» **What you will do**:
[1] Please reproduce the part of the forum thread on the rear-smoking Virginian word for word, starting at "## barnmichael (Jan" and ending at "steam or something?".
[2] Extend the forum thread about the Virginian's tender stack, picking up right after its last line.

» **Extract to read**:
# Rear Smoking Virginian



## barnmichael (Jan 2, 2008)

Didn't know where else to put this.

I saw an MTH Virginian 4-6-6-6-2 today. Quite the locomotive! Interestingly, there is a stack at the back of the tender and it has a smoke unit in it. The question no one could answer was what is that rear stack for? There is a set of drivers under the tender, part of the triplex lashup. But I would imagine it would get its steam from the main boiler. Is there some kind of firebox in the tender to reheat the steam or something?


Very curious indeed!


----------



## Jim Francis (Dec 29, 2007)

* Michael,

The stack on the tender of the triplex was for the exhaust from the cylinders under the tender. The firebox precluded running the exhaust from the tender cylinders forward to the main stack.

Jim
*


----------



## cephius (Jan 10, 2008)

[Dataset rows]
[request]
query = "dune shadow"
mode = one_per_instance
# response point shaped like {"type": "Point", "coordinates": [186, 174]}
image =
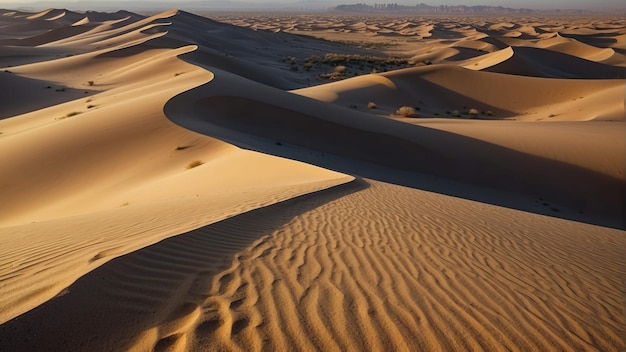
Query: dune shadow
{"type": "Point", "coordinates": [111, 307]}
{"type": "Point", "coordinates": [24, 95]}
{"type": "Point", "coordinates": [352, 142]}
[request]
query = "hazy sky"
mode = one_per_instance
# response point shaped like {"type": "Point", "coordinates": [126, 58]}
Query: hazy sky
{"type": "Point", "coordinates": [563, 4]}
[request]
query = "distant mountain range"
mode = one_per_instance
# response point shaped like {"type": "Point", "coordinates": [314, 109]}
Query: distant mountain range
{"type": "Point", "coordinates": [446, 9]}
{"type": "Point", "coordinates": [276, 5]}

» **Responses to the exercise**:
[1]
## barnmichael (Jan 2, 2008)

Didn't know where else to put this.

I saw an MTH Virginian 4-6-6-6-2 today. Quite the locomotive! Interestingly, there is a stack at the back of the tender and it has a smoke unit in it. The question no one could answer was what is that rear stack for? There is a set of drivers under the tender, part of the triplex lashup. But I would imagine it would get its steam from the main boiler. Is there some kind of firebox in the tender to reheat the steam or something?

[2]
My reading of the history of Triplex Articulated Steam Locomotives is that they were not successful in real life. The one 'Virginian' never really got past the testing phase. 

I'm always fascinated by what modelers desire and what the toy companies supply. 

Dave


----------



## GG (Jan 1, 2009)

There were only 4 built, 3 Erie and 1 Virginian in 1913/1914. They were too powerful to pull as the couplers were not strong enough. As a result they ended up as pushers and were ultimately phased out by 1929. The other issue the Triplex had was that as fuel was burned/used off the tender, its weight would reduce resulting in slippage in the rear drive. 


A unit like this is a great collector's item as it had a real story. 

gg



PS: refer to it as a 4-8-8-8-2. (Erie) I think the Virginian was a 4-8-8-8-4 ?


----------



## aceinspp (Jan 2, 2008)

And to think the model manufactures could have built a loco that was more in mass production in real life and more desirable than this unit. I guess if its steam folks will buy it. Later RJD


----------



## GG (Jan 1, 2009)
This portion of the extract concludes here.